• THE TASK: Lines containing the word "roof" in the data below: say how many, with no other text.

[Extracted records]
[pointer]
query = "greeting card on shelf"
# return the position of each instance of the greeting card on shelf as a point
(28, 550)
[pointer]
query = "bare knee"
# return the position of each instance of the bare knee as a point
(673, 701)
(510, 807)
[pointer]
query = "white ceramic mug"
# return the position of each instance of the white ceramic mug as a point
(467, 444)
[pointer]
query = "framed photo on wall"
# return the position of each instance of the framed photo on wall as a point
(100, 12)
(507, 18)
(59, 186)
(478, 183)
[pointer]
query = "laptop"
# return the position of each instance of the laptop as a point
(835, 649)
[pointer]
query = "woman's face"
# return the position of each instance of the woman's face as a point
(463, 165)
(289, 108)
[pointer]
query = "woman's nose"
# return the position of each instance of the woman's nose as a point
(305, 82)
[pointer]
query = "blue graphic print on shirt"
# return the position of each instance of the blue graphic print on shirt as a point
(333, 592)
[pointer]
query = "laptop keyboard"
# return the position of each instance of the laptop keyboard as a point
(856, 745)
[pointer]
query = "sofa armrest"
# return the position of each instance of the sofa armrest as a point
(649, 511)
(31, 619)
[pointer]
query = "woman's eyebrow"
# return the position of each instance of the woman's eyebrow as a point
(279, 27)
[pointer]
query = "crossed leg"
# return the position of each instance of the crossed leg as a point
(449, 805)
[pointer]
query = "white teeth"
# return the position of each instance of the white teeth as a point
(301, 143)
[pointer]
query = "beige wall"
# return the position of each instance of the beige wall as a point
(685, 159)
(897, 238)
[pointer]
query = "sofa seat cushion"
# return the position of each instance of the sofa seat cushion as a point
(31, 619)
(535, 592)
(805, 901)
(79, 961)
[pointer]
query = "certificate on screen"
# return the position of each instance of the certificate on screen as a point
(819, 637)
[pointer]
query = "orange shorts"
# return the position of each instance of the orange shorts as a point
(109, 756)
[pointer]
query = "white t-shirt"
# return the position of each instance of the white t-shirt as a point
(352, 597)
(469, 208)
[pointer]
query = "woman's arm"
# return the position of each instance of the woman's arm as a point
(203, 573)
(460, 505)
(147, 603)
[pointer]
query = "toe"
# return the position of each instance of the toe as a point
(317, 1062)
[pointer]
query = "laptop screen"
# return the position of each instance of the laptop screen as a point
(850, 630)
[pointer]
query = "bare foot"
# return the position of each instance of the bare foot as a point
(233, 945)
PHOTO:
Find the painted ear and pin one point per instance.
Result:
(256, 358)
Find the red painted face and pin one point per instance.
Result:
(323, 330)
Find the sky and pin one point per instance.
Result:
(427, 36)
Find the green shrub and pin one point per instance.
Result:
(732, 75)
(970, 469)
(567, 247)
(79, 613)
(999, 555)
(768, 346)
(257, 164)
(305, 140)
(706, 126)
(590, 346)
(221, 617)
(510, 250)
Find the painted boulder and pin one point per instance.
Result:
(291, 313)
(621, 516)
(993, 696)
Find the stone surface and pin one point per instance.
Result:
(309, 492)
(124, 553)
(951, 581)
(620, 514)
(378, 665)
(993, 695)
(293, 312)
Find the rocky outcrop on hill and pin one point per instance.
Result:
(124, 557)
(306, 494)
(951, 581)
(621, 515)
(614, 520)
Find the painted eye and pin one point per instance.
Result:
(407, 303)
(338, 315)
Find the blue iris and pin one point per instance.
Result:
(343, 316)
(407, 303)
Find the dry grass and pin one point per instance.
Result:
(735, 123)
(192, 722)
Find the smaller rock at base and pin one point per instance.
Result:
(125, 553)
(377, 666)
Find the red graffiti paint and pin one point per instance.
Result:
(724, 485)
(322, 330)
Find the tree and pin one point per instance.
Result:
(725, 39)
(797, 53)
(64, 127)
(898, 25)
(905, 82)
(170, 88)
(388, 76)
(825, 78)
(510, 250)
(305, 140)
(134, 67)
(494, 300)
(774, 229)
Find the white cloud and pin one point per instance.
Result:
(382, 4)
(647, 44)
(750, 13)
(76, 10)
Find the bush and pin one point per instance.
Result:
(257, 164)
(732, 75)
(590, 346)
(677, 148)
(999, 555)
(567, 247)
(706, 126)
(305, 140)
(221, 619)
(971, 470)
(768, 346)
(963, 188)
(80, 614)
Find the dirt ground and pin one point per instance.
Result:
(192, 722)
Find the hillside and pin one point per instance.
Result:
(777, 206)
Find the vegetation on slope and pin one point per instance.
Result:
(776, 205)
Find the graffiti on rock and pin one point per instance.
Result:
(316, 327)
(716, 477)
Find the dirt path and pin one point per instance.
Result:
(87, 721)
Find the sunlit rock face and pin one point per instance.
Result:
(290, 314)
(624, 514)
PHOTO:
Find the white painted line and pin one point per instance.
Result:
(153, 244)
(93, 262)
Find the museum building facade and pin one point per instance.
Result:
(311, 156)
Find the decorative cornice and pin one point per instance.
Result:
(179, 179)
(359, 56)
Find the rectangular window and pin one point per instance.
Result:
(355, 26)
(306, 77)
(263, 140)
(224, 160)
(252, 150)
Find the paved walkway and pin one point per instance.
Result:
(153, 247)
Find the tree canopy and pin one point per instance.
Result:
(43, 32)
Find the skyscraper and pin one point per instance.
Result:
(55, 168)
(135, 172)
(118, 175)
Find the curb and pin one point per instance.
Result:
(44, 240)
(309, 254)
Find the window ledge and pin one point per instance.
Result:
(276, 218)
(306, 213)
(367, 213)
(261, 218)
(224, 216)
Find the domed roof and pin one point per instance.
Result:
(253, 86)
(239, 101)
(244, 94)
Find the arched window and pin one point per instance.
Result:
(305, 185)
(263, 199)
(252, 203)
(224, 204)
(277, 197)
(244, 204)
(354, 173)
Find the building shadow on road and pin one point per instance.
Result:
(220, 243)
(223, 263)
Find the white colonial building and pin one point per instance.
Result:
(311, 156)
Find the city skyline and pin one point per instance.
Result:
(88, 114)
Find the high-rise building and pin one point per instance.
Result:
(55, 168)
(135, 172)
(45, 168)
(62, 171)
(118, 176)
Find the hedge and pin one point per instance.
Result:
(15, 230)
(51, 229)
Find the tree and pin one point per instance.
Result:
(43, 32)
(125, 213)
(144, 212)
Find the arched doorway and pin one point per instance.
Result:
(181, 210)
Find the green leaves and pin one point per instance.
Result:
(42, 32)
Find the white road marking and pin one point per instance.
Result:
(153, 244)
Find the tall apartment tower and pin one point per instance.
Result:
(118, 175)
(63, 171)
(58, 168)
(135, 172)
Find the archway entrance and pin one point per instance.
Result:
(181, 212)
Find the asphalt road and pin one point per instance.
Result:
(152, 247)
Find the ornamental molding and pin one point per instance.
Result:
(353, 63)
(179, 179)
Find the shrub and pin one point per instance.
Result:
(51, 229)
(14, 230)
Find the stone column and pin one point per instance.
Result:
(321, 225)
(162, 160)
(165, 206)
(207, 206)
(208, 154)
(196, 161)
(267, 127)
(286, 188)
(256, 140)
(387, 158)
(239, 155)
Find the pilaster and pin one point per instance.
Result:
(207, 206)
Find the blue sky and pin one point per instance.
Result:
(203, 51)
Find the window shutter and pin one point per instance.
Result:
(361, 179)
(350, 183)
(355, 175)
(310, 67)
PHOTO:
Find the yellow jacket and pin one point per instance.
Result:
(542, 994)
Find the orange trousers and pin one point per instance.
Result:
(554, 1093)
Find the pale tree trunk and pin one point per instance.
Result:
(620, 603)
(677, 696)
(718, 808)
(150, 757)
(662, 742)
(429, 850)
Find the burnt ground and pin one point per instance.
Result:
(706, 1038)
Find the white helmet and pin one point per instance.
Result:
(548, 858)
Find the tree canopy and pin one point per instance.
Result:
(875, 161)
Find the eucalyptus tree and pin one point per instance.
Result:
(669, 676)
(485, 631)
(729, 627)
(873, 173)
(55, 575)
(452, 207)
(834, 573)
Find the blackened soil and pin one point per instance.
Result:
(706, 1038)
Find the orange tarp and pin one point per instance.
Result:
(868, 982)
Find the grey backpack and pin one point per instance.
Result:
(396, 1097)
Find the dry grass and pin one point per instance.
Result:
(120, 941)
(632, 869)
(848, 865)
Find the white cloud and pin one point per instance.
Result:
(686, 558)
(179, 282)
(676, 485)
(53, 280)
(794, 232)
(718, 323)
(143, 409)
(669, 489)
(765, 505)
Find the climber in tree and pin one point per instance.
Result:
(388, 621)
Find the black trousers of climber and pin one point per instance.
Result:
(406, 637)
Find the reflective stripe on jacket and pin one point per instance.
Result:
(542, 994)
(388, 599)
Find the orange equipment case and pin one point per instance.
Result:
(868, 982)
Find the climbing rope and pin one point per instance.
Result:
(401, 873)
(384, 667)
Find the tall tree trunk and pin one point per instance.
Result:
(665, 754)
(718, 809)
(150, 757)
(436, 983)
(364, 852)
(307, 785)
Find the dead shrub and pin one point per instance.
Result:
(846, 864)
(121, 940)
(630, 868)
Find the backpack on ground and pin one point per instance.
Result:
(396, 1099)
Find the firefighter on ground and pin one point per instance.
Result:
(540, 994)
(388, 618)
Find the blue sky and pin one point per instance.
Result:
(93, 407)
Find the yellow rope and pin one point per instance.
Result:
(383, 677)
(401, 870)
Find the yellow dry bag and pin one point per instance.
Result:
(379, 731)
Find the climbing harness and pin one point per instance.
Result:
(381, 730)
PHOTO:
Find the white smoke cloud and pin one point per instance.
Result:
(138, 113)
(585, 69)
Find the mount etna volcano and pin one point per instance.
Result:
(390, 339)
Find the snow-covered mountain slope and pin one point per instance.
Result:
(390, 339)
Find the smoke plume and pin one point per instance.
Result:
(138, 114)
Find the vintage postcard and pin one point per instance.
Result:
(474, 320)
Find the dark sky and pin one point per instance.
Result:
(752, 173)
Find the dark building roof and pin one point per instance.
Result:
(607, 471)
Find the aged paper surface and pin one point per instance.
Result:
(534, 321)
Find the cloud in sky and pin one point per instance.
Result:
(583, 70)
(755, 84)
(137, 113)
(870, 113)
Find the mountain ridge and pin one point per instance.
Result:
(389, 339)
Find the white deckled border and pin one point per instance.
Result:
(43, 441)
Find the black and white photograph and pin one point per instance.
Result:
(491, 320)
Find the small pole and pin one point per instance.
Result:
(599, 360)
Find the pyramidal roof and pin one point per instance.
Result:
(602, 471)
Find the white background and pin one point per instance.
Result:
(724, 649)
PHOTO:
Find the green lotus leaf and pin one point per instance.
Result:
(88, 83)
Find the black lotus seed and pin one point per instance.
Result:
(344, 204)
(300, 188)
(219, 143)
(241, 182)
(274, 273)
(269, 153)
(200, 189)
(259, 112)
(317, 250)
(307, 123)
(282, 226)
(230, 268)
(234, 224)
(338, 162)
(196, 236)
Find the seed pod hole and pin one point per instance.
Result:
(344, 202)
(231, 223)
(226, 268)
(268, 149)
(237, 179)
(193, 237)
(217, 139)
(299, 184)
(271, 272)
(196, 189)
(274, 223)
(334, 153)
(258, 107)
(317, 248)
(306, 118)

• RESPONSE BELOW: 3